Word for word, repeat the lines of the records from the one containing "The response MUST carry one point per instance of the dirt" through the last line, both included.

Supplied material
****************

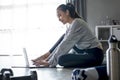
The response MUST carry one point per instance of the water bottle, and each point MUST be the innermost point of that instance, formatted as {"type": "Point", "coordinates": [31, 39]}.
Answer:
{"type": "Point", "coordinates": [113, 59]}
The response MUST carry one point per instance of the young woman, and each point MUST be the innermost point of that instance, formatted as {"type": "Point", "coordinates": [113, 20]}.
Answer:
{"type": "Point", "coordinates": [78, 47]}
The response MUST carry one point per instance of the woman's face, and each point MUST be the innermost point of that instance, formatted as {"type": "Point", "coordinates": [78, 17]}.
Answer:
{"type": "Point", "coordinates": [63, 16]}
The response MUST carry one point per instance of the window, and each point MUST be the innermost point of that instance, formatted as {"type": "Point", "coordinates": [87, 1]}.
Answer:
{"type": "Point", "coordinates": [29, 23]}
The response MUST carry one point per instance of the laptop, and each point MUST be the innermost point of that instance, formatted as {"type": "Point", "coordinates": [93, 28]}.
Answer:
{"type": "Point", "coordinates": [28, 64]}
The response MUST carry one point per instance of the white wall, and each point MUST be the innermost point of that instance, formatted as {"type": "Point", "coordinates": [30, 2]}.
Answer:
{"type": "Point", "coordinates": [97, 10]}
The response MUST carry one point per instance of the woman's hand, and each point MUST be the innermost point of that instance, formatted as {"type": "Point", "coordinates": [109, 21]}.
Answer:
{"type": "Point", "coordinates": [42, 60]}
{"type": "Point", "coordinates": [42, 63]}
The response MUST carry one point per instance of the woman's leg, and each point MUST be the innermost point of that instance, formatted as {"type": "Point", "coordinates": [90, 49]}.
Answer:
{"type": "Point", "coordinates": [81, 60]}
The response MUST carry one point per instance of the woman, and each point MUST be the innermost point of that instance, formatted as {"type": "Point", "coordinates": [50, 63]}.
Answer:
{"type": "Point", "coordinates": [78, 47]}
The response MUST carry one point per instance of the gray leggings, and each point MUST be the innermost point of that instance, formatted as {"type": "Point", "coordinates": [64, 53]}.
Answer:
{"type": "Point", "coordinates": [92, 57]}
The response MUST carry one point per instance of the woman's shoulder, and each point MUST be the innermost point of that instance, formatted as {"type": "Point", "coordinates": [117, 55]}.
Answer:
{"type": "Point", "coordinates": [79, 21]}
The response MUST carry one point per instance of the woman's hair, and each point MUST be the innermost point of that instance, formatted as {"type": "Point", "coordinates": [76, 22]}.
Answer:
{"type": "Point", "coordinates": [70, 8]}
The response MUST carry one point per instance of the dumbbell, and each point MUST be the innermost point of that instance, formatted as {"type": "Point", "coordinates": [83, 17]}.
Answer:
{"type": "Point", "coordinates": [7, 74]}
{"type": "Point", "coordinates": [32, 76]}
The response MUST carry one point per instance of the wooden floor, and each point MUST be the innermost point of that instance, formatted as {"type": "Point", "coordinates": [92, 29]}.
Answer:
{"type": "Point", "coordinates": [46, 73]}
{"type": "Point", "coordinates": [42, 73]}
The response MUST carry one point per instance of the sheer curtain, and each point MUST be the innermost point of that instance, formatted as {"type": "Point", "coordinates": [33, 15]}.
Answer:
{"type": "Point", "coordinates": [32, 24]}
{"type": "Point", "coordinates": [80, 6]}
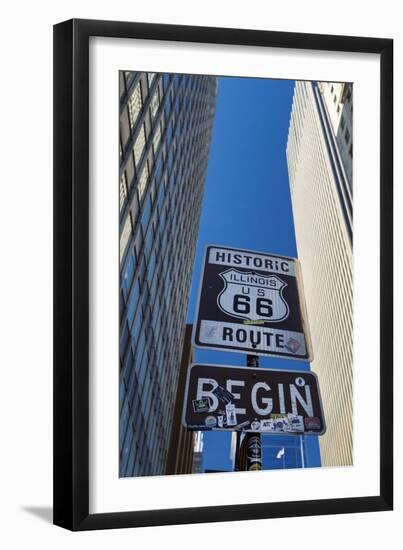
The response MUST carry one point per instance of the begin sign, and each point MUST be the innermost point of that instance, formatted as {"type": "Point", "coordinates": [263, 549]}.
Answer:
{"type": "Point", "coordinates": [253, 400]}
{"type": "Point", "coordinates": [251, 302]}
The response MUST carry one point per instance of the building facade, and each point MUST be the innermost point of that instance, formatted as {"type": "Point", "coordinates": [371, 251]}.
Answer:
{"type": "Point", "coordinates": [319, 157]}
{"type": "Point", "coordinates": [165, 132]}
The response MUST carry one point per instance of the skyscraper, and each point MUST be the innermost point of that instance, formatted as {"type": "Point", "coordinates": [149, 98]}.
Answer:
{"type": "Point", "coordinates": [319, 156]}
{"type": "Point", "coordinates": [165, 133]}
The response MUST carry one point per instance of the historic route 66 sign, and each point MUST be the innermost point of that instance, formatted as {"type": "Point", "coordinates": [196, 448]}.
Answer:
{"type": "Point", "coordinates": [253, 297]}
{"type": "Point", "coordinates": [251, 302]}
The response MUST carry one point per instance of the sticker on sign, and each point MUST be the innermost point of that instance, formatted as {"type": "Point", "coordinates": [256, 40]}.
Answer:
{"type": "Point", "coordinates": [251, 302]}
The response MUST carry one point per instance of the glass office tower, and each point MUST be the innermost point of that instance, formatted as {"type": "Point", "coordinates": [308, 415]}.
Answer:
{"type": "Point", "coordinates": [165, 133]}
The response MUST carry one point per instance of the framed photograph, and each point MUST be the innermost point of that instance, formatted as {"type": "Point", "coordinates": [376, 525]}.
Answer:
{"type": "Point", "coordinates": [223, 263]}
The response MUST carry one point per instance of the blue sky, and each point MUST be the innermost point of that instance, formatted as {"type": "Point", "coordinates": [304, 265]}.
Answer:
{"type": "Point", "coordinates": [247, 205]}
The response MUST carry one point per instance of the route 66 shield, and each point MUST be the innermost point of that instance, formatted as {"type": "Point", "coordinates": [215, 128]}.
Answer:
{"type": "Point", "coordinates": [253, 296]}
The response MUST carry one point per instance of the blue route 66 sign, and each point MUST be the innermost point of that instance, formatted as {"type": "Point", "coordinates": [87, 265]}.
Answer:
{"type": "Point", "coordinates": [252, 302]}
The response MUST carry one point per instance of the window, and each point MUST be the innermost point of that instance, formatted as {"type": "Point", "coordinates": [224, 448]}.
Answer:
{"type": "Point", "coordinates": [157, 138]}
{"type": "Point", "coordinates": [155, 103]}
{"type": "Point", "coordinates": [142, 184]}
{"type": "Point", "coordinates": [139, 145]}
{"type": "Point", "coordinates": [135, 105]}
{"type": "Point", "coordinates": [150, 78]}
{"type": "Point", "coordinates": [128, 275]}
{"type": "Point", "coordinates": [342, 122]}
{"type": "Point", "coordinates": [123, 190]}
{"type": "Point", "coordinates": [125, 236]}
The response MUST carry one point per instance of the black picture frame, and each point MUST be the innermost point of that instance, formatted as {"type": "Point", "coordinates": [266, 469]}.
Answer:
{"type": "Point", "coordinates": [71, 274]}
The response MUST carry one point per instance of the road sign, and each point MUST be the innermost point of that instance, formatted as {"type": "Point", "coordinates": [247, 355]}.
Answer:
{"type": "Point", "coordinates": [260, 400]}
{"type": "Point", "coordinates": [251, 302]}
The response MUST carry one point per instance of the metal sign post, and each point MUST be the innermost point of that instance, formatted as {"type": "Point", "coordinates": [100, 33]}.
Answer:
{"type": "Point", "coordinates": [253, 442]}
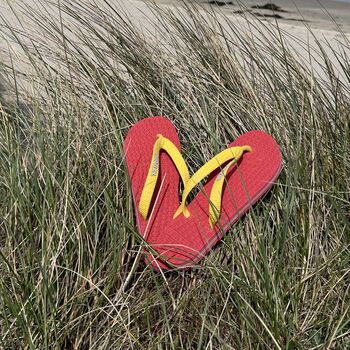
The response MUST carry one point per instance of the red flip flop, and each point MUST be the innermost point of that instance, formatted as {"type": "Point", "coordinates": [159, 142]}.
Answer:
{"type": "Point", "coordinates": [185, 240]}
{"type": "Point", "coordinates": [138, 150]}
{"type": "Point", "coordinates": [181, 236]}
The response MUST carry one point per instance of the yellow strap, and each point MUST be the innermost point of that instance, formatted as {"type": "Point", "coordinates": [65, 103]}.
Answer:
{"type": "Point", "coordinates": [216, 194]}
{"type": "Point", "coordinates": [151, 179]}
{"type": "Point", "coordinates": [233, 154]}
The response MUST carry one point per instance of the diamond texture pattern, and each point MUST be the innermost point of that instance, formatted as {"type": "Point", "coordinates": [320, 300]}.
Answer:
{"type": "Point", "coordinates": [182, 242]}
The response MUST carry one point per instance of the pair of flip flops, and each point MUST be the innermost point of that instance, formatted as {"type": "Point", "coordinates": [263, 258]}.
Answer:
{"type": "Point", "coordinates": [179, 233]}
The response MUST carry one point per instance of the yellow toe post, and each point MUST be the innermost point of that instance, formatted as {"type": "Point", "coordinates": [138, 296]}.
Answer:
{"type": "Point", "coordinates": [231, 154]}
{"type": "Point", "coordinates": [162, 143]}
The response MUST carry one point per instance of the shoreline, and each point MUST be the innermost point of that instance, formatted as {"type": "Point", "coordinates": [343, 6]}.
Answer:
{"type": "Point", "coordinates": [333, 16]}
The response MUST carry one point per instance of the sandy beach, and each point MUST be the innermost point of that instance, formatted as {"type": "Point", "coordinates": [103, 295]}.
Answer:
{"type": "Point", "coordinates": [326, 15]}
{"type": "Point", "coordinates": [328, 22]}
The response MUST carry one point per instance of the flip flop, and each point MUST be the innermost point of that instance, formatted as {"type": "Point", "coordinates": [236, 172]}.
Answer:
{"type": "Point", "coordinates": [180, 235]}
{"type": "Point", "coordinates": [138, 149]}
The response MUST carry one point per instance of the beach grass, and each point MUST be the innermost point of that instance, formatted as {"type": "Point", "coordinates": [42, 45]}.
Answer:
{"type": "Point", "coordinates": [72, 274]}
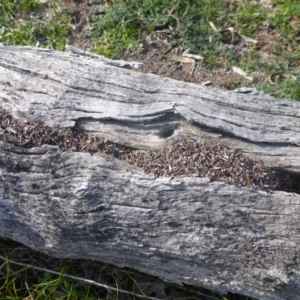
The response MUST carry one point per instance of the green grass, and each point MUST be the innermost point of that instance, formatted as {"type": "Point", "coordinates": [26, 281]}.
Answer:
{"type": "Point", "coordinates": [28, 22]}
{"type": "Point", "coordinates": [27, 274]}
{"type": "Point", "coordinates": [125, 25]}
{"type": "Point", "coordinates": [128, 22]}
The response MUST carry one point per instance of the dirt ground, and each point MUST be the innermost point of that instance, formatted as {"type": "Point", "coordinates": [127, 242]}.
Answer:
{"type": "Point", "coordinates": [157, 54]}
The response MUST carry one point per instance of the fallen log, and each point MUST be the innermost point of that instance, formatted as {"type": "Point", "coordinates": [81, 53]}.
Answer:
{"type": "Point", "coordinates": [182, 229]}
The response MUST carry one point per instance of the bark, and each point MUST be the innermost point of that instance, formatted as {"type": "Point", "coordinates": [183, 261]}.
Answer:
{"type": "Point", "coordinates": [183, 230]}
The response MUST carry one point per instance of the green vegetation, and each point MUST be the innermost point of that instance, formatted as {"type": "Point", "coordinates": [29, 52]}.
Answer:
{"type": "Point", "coordinates": [35, 276]}
{"type": "Point", "coordinates": [200, 26]}
{"type": "Point", "coordinates": [30, 22]}
{"type": "Point", "coordinates": [127, 23]}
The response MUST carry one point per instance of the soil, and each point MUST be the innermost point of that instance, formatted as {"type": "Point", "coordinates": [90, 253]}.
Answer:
{"type": "Point", "coordinates": [156, 54]}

****************

Problem solution
The response MUST carry one point per instance of the dirt ground, and each point MUST be the innermost point of that instance, formatted as {"type": "Point", "coordinates": [127, 242]}.
Answer:
{"type": "Point", "coordinates": [157, 54]}
The response MUST carry one point per instance of the fallen log, and each point MUST be the innermost point of that instance, formatted as {"type": "Point", "coordinates": [81, 53]}.
Answer:
{"type": "Point", "coordinates": [182, 229]}
The response MUST carry one point per instance of the bark, and each point MUST be the innermost point of that instance, formatted as {"type": "Point", "coordinates": [183, 261]}.
Answer:
{"type": "Point", "coordinates": [183, 230]}
The response MUST carry one point per instance of the green vegetation, and each point MUST be the innermost point of that instance, formatted as {"type": "Point", "coordinates": [29, 52]}.
Answer:
{"type": "Point", "coordinates": [35, 276]}
{"type": "Point", "coordinates": [200, 26]}
{"type": "Point", "coordinates": [30, 22]}
{"type": "Point", "coordinates": [127, 23]}
The response MUST carry one point per instance of the soil, and each point MUST be the innermost point of that instance, formatted as {"type": "Point", "coordinates": [90, 253]}.
Answer:
{"type": "Point", "coordinates": [156, 54]}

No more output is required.